Görevler:
- A) Erdoğan–Trump görüşmesini anlatan haberde Trump, Bağdadi'nin öldürülmesiyle ilgili olarak Türkiye'ye neden teşekkür ediyor? Bir ila üç cümleyle açıklayın.
- B) Erdoğan–Trump görüşmesini anlatan haberi, gösterilen son cümleden sonrasını yazarak sürdürün.

── Verilen Alıntı

Cumhurbaşkanı Recep Tayyip Erdoğan, ABD Başkanı Trump ile ikili ve heyetler arası görüşmeler için ABD'ye gitti.
Cumhurbaşkanı Erdoğan ile Trump'ın görüşmesi 1 saat 15 dakika sürdü. Daha sonra kameraların karşısına geçen iki lider, basın toplantısı düzenlendi.
Faydalı bir görüşme gerçekleştirdiklerini ifade eden Trump, Türkiye’nin NATO müttefiki ve ABD'nin stratejik ortağı olduğunu belirtti.
Bağdadi'nin öldürülmesine ilişkin Trump, “Türkiye bazı bölgelerden geçeceğimizi biliyordu, yardımcı oldular. Teşekkür ediyoruz. Aynı bizim gibi teröre karşı savaşıyorlar.” dedi.
S-400 konusunun görüşüldüğünü ve gelecekte de görüşüleceğini aktaran Trump, güvenlik danışmanlarının S-400 konusunda çalışmaları konusunda anlaştıklarını söyledi.
Cumhurbaşkanı Erdoğan ise “Türk-Amerikan ilişkilerinin güçlü ve sağlıklı bir zeminde ilerletilmesi, iş birliğimizin derinleştirilmesi konularında hemfikiriz. Köklü müttefiklik bağımıza uygun bir şekilde, ilişkilerimizde yeni bir sayfa açmakta kararlıyız.” dedi.
Trump şöyle konuştu:
Türkiye herkesin bildiği gibi NATO müttefiki aynı zamanda ABD'nin çok önemli müttefiki. İki ülke arasında diplomasi, barış ve refahın olduğu gelecek için çok önemli. Gün içerisinde Cumhurbaşkanı Erdoğan ve ben samimi ve verimli görüşmeler gerçekleştirdik. Suriye'deki durum, geçen ay Pence ve Pompeo'yu göndermiştim. Görüşmeler gerçekleştirmişti. O'brien de aynı şekilde sayın Erdoğan'la görüştüler. Buradaki görüşmeler çok başarılı oldu. O günkü görüşmelerde çok şey başardılar. Bu karmaşık durumun iyileştirilmesi adına gelişme kaydettiler. Ateşkes devam ediyor. Cumhurbaşkanına işbirliği için teşekkür ediyorum.

────
── Veri Bölümü

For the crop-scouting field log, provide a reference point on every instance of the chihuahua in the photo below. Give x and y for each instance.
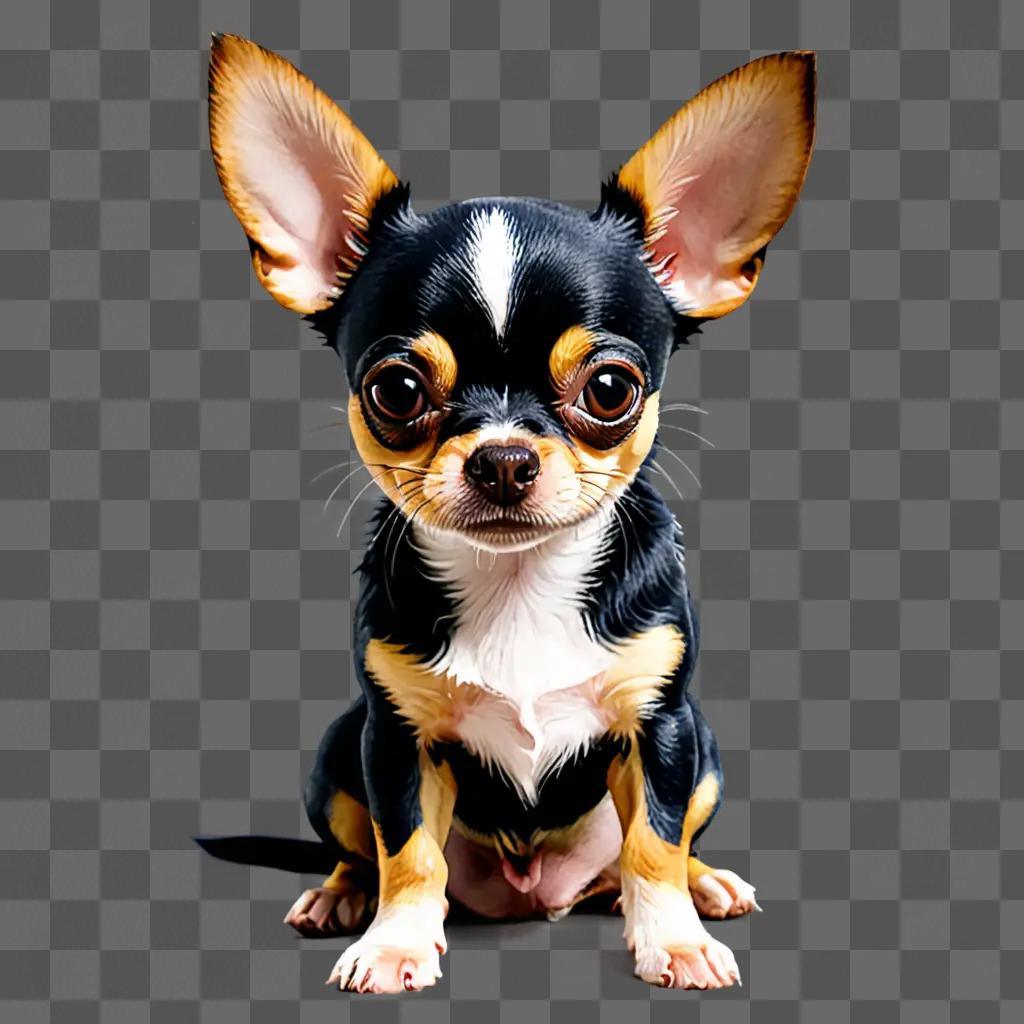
(524, 635)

────

Görev Sonuçları:
- A) Trump'ın sözlerine göre Türkiye, ABD'nin bazı bölgelerden geçeceğini biliyordu ve bu konuda yardımcı oldu. Trump bu yardım için teşekkür ediyor ve Türkiye'nin de ABD gibi teröre karşı savaştığını belirtiyor.

- B)
"Türkiye'nin S-400 alımı bizim için ciddi zorluklar ortaya çıkarıyor"
S-400 konusunu konuştuklarını ve çözüme kavuşmayı umduklarını söyleyen Trump, "Türkiye yapması gerekenleri yapmaya devam edecek. Ben Cumhurbaşkanını çok destekliyorum. Ateşkes her ne kadar karmaşık da olsa ileriye doğru gidiyor. ABD ve Türkiye başka güvenlik konularında da birlikte çalışıyorlar. Türkiye, ABD'den sonra NATO'da en büyük ikinci ordu. Türkiye savunma harcamasını düzenli olarak arttırmaya devam ettirdi. 29 ülke arasında NATO'ya karşı yükümlülüklerini yerine getiren ülkelerden. Afganistan'daki misyona kararlı destek verdi. Buradaki ortaklık, DEAŞ'ın yıkılması için çok önemli oldu. Yakın zamanda El Bağdadi öldürüldü. Türkiye belli alanlarda çok yardımcı oldu. Bunu takdirle karşılıyoruz. Cumhurbaşkanı Erdoğan'a ve Türk halkına müteşekkiriz. İşbirliği, ticaret, savunma, askeri ekipman programlarımız devam ediyor. Milyarlarca dolar değerinde satış söz konusu Türkiye'de. F-35 için parçalar üretiyorlar. Türkiye'nin S-400 alımı bizim için ciddi zorluklar ortaya çıkarıyor. Bugün de üzerinde konuştuk, gelecekte de konuşacağız. Umuyorum çözmeyi başaracağız. Dışişleri Bakanları ve güvenlik danışmanları S-400 için görüşme yapmaya devam edecekler." ifadelerini kullandı.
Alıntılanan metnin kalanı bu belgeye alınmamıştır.